# [Texto de leitura]
Palabras clave: deportes, entrenadores deportivos, imagen, internet.

 

 

Introdução

 

O esporte moderno retrata fielmente a concorrência econômica e industrial, sendo suas mercadorias compostas de campeões, espetáculos, competições e recordes e concebidas através de um processo de produção esportiva que visa atender aos anseios e necessidades consumistas da sociedade moderna (Brohm, 1982). Em função desta intrínseca relação entre o mundo esportivo e o mercado consumidor é impossível, atualmente, analisar esse fenômeno sem levar em consideração os veículos de comunicação de massa (Betti, 1998). Segundo pesquisa do Ibope (2013), mais de 100 milhões de brasileiros têm acesso à rede mundial de computadores, sendo o quinto país mais conectado do mundo, o que a faz um dos principais meios de comunicação de massa no Brasil.

Indiscutivelmente o esporte é uma fonte inesgotável de matéria prima para a imprensa falada, escrita ou televisiva (Bianchi & Hatdje, 2006). Tornou-se ao longo dos anos, espetáculo, entretenimento e um produto rentável que, em função do interesse de grandes redes de comunicação, marcas de material esportivo, patrocinadores, entre outros, movimenta cerca de um trilhão de dólares por ano no mundo (Setyon, 2012). No Brasil, movimenta em torno de 20 bilhões de reais por ano, sendo classificada como a quarta indústria nacional (Janones, 2009). Nesse sentido, como entretenimento, o esporte tem a característica de ter uma estreita relação com as mídias (Batista & Betti, 2005).

Dessa maneira, cabe às ciências humanas, no intuito de contribuir para os estudos do esporte, preocupar-se em analisar seus elementos mais notórios, como espetacularização e consumo, além de promover o debate sobre a estereotipação dos agentes participantes dessa indústria, no sentido de analisar a violência simbólica e a sua importância como elemento facilmente aceito pelos sujeitos consumidores. No caso específico desse trabalho, analisamos os treinadores esportivos. O papel do treinador esportivo alcançou grande evidência nesta complexa relação entre mercado consumidor, mídia e esporte, elementos que constituem a base da indústria esportiva, sendo considerado uma figura central nesse fenômeno e, portanto, um dos responsáveis pela sua dinâmica (Duarte, 2014).

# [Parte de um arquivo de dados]
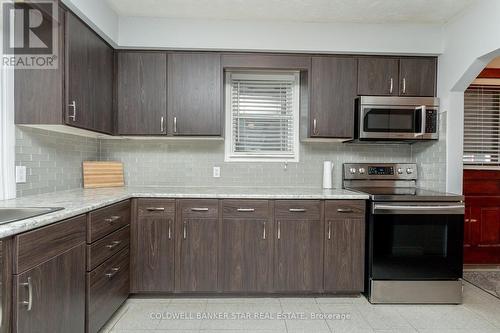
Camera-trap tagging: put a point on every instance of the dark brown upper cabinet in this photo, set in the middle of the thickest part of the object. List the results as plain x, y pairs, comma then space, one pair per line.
141, 79
417, 76
197, 235
344, 246
194, 94
89, 78
298, 246
246, 255
153, 246
84, 73
333, 90
378, 76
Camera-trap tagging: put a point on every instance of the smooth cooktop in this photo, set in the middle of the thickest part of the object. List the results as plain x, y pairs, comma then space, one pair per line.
406, 194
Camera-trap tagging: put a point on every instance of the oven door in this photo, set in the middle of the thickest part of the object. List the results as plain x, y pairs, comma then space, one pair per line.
392, 122
416, 241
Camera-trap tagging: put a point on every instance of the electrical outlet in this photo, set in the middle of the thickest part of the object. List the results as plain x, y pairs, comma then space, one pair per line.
20, 174
216, 172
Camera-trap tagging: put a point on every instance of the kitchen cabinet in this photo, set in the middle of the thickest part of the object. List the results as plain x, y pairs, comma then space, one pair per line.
390, 76
49, 280
51, 296
298, 246
141, 93
197, 234
153, 246
89, 77
378, 76
417, 76
333, 91
344, 246
246, 256
194, 96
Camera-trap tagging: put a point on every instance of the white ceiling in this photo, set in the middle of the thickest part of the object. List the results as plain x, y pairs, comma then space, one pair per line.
367, 11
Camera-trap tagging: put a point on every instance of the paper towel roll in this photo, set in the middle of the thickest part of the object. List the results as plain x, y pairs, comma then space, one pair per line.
327, 174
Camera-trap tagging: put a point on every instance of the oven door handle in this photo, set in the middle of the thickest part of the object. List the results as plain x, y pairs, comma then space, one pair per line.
455, 209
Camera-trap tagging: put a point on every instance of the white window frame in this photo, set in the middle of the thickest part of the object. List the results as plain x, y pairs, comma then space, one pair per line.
229, 156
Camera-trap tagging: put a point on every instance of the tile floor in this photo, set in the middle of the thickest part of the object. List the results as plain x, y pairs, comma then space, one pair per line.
480, 313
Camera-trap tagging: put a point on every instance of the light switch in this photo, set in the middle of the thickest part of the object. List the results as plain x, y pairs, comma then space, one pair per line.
20, 174
216, 172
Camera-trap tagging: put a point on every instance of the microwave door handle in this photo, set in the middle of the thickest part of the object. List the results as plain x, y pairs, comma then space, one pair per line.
423, 120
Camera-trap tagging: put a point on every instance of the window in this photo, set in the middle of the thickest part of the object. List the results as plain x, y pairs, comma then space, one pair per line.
262, 116
482, 126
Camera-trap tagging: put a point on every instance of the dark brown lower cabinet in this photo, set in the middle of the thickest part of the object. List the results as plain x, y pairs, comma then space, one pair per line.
50, 297
298, 246
344, 246
107, 288
246, 256
197, 245
153, 246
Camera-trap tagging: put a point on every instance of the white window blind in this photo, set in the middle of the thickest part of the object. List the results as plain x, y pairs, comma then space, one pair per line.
262, 116
482, 126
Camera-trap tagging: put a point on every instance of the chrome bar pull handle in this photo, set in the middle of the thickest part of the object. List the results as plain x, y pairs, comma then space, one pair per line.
315, 127
73, 106
169, 229
297, 210
155, 209
29, 302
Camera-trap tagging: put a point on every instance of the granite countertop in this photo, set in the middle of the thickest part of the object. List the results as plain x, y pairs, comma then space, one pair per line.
80, 201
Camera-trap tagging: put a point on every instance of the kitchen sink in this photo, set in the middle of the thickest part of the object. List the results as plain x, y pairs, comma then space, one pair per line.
8, 215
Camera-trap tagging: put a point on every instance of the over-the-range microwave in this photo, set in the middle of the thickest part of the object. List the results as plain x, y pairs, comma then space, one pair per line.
384, 118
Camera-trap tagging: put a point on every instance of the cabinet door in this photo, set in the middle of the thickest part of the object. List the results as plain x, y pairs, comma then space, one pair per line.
246, 259
56, 289
417, 76
197, 245
142, 93
194, 94
299, 249
89, 78
333, 90
344, 246
153, 246
378, 76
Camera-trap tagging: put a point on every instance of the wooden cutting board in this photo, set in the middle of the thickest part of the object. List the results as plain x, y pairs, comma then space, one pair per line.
102, 174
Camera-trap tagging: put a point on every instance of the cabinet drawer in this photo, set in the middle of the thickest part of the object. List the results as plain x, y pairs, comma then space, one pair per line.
344, 208
34, 247
245, 209
104, 248
205, 208
104, 221
155, 207
107, 289
298, 209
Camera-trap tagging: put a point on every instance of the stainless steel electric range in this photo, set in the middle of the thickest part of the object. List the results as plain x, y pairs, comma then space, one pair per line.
414, 236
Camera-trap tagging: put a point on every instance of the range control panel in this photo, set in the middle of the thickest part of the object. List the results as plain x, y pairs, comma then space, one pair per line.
373, 171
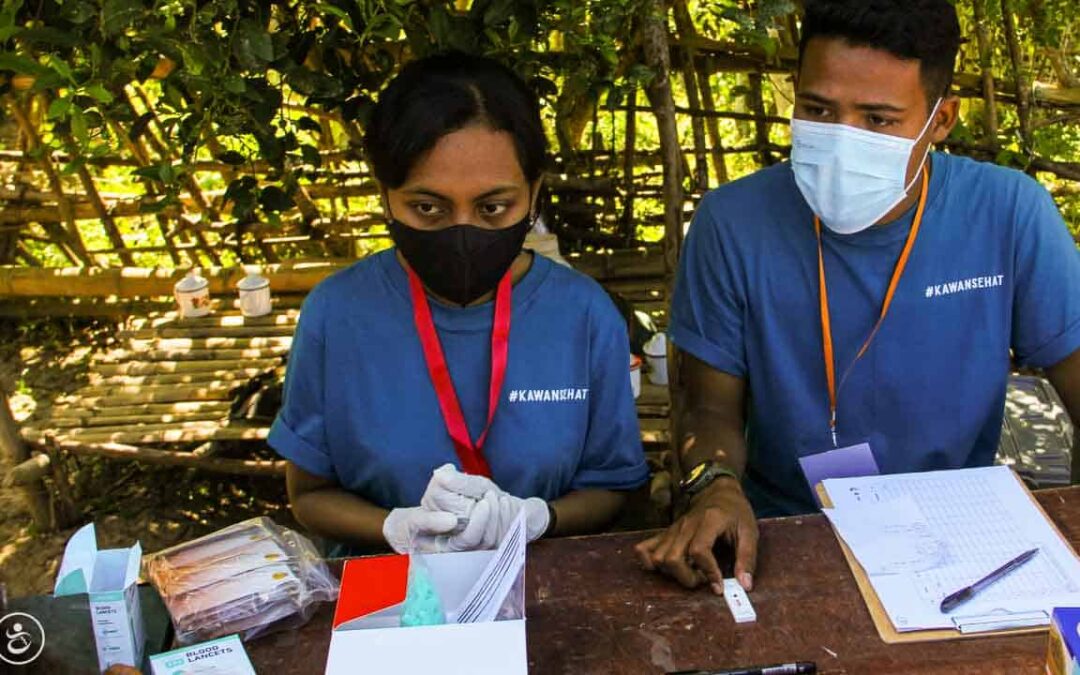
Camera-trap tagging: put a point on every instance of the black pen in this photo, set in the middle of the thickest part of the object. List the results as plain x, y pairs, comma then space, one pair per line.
964, 594
800, 667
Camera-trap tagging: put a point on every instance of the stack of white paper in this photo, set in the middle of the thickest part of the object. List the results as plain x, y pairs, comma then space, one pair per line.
921, 537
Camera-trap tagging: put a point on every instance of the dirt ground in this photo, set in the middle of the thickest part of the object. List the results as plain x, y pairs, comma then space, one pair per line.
159, 507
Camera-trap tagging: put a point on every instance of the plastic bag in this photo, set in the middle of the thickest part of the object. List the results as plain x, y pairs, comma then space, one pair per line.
251, 578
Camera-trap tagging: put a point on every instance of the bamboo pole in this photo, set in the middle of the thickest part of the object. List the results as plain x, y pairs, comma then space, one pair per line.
659, 91
118, 450
175, 409
73, 245
166, 152
15, 451
293, 277
685, 25
1023, 90
167, 433
183, 366
986, 68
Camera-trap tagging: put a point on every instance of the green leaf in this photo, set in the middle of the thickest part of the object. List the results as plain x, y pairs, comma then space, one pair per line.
272, 199
253, 48
310, 154
118, 15
79, 126
308, 124
59, 67
59, 108
98, 92
232, 158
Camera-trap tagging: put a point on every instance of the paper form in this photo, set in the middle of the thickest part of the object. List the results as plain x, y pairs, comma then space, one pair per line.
890, 538
499, 579
983, 517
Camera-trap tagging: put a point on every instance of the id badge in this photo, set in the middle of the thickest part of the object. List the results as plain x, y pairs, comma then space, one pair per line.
846, 462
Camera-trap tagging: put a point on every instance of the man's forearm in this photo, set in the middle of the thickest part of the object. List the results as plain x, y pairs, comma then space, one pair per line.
707, 434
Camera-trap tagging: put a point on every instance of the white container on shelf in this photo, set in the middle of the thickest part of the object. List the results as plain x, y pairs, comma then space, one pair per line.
192, 295
656, 354
635, 375
254, 294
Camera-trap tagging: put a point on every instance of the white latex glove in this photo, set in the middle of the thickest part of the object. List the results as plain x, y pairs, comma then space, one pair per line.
454, 491
493, 516
418, 529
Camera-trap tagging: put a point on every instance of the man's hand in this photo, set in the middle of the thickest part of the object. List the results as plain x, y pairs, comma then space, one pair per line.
685, 550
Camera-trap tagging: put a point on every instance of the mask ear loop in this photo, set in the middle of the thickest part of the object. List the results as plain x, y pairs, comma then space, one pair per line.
926, 153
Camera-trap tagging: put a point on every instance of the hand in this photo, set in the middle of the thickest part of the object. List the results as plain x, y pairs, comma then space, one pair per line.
494, 515
418, 530
454, 491
685, 550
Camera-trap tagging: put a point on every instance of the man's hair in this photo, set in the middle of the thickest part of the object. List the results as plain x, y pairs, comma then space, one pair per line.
923, 30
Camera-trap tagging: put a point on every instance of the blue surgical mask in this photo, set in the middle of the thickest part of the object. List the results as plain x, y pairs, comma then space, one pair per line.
852, 177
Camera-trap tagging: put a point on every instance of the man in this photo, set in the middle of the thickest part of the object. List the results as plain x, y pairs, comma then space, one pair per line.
867, 292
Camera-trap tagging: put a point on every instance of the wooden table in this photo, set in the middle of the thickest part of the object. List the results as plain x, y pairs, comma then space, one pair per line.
592, 609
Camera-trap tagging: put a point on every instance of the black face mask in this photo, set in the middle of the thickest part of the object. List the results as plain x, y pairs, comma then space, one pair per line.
463, 261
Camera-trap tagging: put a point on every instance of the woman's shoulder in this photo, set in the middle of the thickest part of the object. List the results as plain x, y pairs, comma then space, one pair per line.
350, 284
577, 292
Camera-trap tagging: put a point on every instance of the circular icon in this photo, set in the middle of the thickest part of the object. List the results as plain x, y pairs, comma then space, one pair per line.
22, 638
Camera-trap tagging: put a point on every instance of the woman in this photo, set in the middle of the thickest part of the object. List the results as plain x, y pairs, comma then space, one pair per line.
457, 347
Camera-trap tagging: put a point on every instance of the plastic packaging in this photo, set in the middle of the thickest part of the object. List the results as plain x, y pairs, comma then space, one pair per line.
251, 578
422, 605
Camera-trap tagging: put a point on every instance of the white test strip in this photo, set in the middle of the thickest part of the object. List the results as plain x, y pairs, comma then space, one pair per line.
738, 602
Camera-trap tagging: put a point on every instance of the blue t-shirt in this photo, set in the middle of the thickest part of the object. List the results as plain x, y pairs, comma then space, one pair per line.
994, 269
360, 406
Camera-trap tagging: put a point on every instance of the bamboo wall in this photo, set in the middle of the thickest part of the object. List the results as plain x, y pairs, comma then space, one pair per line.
599, 196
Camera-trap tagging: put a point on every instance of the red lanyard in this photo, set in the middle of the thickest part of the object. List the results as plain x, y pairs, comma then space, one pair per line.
826, 328
469, 453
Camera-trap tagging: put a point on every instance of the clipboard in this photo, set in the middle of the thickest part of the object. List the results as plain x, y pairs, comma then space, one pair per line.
885, 628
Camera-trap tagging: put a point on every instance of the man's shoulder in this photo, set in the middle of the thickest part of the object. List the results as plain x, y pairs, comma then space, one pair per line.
986, 179
759, 206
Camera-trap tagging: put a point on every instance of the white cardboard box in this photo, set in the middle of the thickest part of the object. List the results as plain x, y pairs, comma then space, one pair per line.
109, 578
367, 636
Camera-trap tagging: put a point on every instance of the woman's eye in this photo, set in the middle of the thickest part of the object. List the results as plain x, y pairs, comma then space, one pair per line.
427, 208
490, 211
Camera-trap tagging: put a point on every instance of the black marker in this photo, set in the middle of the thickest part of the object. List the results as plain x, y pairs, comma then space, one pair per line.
800, 667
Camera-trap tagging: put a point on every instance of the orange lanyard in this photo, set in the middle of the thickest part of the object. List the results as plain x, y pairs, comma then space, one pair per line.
826, 326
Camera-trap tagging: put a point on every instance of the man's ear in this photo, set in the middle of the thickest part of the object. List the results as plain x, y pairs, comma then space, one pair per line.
945, 119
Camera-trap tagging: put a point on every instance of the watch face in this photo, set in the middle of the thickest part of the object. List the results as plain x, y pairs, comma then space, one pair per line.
696, 473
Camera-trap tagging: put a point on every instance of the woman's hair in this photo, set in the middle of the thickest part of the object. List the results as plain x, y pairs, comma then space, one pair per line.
441, 94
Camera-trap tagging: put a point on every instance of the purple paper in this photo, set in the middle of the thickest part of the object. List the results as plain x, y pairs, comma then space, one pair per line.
846, 462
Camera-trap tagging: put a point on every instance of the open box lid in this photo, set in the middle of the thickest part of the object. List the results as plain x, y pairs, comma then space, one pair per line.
86, 569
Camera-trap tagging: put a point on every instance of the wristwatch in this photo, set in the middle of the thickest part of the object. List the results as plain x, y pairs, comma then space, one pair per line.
702, 475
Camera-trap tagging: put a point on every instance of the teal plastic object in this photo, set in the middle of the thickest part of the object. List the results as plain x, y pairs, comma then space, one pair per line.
422, 605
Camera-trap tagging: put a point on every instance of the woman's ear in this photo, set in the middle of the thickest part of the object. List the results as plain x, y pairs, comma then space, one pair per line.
535, 191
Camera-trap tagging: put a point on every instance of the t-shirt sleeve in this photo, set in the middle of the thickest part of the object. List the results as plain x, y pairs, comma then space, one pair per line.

# [Exercício breve]
De acordo com o texto sobre esporte e mídia, quanto o esporte movimenta por ano no Brasil?

# [Resultado do exercício]
Em torno de 20 bilhões de reais por ano.